— START MATERIAL FOR THIS TASK —

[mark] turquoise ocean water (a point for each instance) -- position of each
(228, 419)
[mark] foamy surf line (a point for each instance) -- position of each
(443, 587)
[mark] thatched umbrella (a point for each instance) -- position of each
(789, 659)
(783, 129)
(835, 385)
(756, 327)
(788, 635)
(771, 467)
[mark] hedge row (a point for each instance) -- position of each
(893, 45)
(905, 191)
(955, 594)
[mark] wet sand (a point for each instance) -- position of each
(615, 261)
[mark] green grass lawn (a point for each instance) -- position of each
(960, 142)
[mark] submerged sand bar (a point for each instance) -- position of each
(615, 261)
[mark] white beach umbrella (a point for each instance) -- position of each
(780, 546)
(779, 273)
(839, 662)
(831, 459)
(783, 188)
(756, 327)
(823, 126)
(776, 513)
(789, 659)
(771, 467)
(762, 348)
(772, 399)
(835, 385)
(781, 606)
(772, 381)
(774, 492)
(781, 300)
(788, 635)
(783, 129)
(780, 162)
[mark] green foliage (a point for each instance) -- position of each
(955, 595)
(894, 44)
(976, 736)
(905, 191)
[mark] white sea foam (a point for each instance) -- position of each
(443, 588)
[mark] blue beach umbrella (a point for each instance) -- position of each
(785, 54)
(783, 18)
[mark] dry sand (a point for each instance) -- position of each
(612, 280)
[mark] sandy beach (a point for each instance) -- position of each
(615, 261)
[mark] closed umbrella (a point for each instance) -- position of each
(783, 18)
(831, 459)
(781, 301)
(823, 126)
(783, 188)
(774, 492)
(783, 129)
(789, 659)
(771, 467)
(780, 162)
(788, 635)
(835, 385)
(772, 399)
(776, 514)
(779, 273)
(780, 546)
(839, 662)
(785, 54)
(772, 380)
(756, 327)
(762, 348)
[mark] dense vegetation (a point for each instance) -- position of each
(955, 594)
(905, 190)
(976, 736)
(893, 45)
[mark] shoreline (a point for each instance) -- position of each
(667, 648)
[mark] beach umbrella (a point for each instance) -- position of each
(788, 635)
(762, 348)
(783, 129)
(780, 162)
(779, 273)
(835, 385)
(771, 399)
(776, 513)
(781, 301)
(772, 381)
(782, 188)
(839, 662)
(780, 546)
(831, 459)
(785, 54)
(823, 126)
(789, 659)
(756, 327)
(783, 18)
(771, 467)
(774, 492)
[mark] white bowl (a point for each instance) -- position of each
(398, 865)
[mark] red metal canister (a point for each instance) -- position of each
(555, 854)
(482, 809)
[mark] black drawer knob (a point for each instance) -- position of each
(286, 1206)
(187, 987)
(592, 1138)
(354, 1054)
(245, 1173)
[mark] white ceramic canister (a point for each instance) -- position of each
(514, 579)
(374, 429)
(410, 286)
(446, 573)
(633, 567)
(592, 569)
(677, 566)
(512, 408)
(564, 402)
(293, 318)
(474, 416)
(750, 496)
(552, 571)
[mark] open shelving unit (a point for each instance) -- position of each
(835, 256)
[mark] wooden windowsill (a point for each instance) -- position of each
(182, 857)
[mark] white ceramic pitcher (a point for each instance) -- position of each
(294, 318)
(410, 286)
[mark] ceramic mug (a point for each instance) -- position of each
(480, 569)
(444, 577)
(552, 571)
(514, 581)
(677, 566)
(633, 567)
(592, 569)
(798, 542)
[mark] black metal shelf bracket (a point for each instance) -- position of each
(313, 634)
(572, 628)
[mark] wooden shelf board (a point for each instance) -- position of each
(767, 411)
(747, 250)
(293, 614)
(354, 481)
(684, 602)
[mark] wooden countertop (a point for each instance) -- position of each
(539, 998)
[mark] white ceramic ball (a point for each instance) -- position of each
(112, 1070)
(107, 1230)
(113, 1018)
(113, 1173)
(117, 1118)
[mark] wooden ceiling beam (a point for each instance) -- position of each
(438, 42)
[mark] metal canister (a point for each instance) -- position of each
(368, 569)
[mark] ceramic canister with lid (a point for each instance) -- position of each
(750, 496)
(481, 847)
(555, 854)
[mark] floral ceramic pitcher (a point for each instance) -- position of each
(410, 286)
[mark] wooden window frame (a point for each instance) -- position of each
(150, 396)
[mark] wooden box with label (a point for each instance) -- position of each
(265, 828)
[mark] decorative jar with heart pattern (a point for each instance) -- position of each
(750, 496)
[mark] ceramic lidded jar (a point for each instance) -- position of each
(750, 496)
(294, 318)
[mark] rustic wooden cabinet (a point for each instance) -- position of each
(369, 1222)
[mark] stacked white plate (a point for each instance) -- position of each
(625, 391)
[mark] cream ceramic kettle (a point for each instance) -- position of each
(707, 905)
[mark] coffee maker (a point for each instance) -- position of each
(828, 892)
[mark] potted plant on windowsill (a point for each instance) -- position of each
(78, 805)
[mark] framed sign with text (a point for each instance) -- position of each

— END MATERIAL FOR THIS TASK —

▸ OBJECTIVE
Reproduce the listing above exactly from the line containing "[mark] floral ceramic" through its last line, with both of those lines included.

▸ SOLUTION
[mark] floral ceramic pitcher (a point for each instance) -- position of each
(410, 286)
[mark] wooden window frame (a point for each instance) -- position of each
(150, 396)
[mark] wooden box with label (a point for each instance) -- position of each
(265, 828)
[mark] decorative jar with heart pattern (a point for each instance) -- position of each
(750, 496)
[mark] ceramic lidded jar (a point for each instance) -- position of each
(750, 496)
(294, 318)
[mark] rustic wooden cabinet (a point for each instance) -- position of each
(369, 1222)
[mark] stacked white plate (a point for each instance) -- position of each
(625, 391)
[mark] cream ceramic kettle (a point for each instance) -- position of each
(707, 905)
[mark] coffee maker (a point for each instance) -- position of each
(828, 892)
[mark] potted plant on windowsill (a point for each instance) -- position of each
(78, 805)
[mark] framed sign with text (a point for each instance) -- position of each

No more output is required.